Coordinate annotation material

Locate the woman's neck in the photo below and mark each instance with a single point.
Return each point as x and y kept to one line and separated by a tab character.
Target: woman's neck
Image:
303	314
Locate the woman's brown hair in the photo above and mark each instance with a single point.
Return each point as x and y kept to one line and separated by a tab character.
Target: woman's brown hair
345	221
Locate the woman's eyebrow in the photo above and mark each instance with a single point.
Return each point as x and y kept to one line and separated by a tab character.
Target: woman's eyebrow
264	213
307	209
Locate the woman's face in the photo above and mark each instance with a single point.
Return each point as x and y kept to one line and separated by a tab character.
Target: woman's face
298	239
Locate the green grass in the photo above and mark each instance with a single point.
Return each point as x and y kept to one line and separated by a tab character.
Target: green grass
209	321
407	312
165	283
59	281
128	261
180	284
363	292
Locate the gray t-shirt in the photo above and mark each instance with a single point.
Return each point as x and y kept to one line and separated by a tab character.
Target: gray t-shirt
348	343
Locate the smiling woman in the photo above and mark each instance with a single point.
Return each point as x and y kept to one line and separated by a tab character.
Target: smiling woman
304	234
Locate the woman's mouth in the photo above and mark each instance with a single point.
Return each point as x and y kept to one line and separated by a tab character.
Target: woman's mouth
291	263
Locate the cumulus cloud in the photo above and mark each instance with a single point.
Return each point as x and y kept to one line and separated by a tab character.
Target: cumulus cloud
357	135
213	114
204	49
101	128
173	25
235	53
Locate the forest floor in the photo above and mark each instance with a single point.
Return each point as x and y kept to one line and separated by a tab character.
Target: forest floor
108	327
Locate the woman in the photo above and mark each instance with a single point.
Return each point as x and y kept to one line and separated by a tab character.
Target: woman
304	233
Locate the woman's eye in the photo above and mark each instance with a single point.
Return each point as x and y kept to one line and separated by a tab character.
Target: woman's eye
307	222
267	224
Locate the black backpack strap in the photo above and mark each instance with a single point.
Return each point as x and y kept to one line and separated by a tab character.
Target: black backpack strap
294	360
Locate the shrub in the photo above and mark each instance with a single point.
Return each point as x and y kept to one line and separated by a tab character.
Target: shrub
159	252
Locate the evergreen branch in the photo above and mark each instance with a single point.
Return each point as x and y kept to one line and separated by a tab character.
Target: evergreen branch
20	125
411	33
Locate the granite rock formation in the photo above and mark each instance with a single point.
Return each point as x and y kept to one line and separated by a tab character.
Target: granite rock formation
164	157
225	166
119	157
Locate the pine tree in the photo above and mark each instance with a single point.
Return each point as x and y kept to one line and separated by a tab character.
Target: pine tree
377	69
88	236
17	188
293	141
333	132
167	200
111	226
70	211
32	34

**What you will do:**
Reproduce all of the material above line for line, changing nothing.

**Correct response:**
Locate the woman's neck in the photo below and mark each instance with a single point.
Return each point as x and y kept to one line and separated by a tab character.
Target: woman's neck
Image:
303	314
Locate the woman's brown hair in the photo above and mark each instance with a single point.
Return each point as x and y kept to one line and separated by a tab character.
Target: woman's brown hair
345	221
Locate the woman's eyebrow in the photo above and mark each instance with a single point.
Return each point as x and y kept to one line and separated by a tab character.
Target: woman's eyebrow
264	213
307	209
Locate the woman's face in the photo above and mark each instance with a single point.
Return each point as x and y kept to one line and separated by a tab character.
Target: woman's face
298	239
Locate the green grass in the photo above and mark each instance with a single point.
Return each point as x and y kept to one line and separated by a tab character.
Target: green grass
209	321
407	312
165	283
59	281
128	261
180	284
363	292
Locate the gray t-shirt in the photo above and mark each instance with a single point.
Return each point as x and y kept to one line and separated by a tab character.
Target: gray t-shirt
348	343
Locate the smiling woman in the photo above and mark each instance with a single point.
Return each point as x and y kept to one line and separated by a tab character.
Target: smiling woman
304	234
Locate the woman's mouth in the photo above and mark each instance with a single point.
Return each point as x and y kept to one line and separated by a tab character.
Target: woman's mouth
291	263
Locate the cumulus cloud in the photo above and mark each instance with a single point.
Return each point as x and y kept to one line and separated by a tab character.
Target: cumulus cloud
357	135
213	114
204	49
101	128
173	25
235	53
Locate the forest floor in the photo above and mark each instance with a single point.
Return each point as x and y kept to one line and separated by a tab character.
Target: forest floor
108	327
Locate the woman in the photo above and mark each instance with a single point.
Return each point as x and y kept to one line and separated by a tab character.
Target: woman
304	233
Locate the woman's eye in the photo above and mark each instance with a single point.
Return each point as x and y kept to one line and separated by a tab character.
Target: woman's eye
307	222
267	224
Locate the black backpack strap in the photo above and mark each instance with a single point.
Return each point as x and y kept to one line and separated by a tab character.
Target: black backpack strap
294	360
Locate the shrub in the photo above and mark each instance with a single point.
Return each point as x and y kept to one line and separated by a tab character.
Target: shrub
159	252
Locate the evergreen branch in the photo above and mark each instance with a single point.
Return each point as x and y kept to one line and separated by a tab character.
Target: evergreen branch
20	125
411	33
Locate the granite rock formation in the photo above and mark each instance with a single point.
Return each point as x and y kept to one line and separated by a tab character.
Target: granite rock formation
164	157
225	166
119	157
Locate the pine tree in the photo above and mark each instance with a single point.
Return each point as x and y kept to one line and separated by a tab character.
Target: pine tree
377	69
88	236
17	188
293	141
333	132
167	200
111	226
70	211
32	34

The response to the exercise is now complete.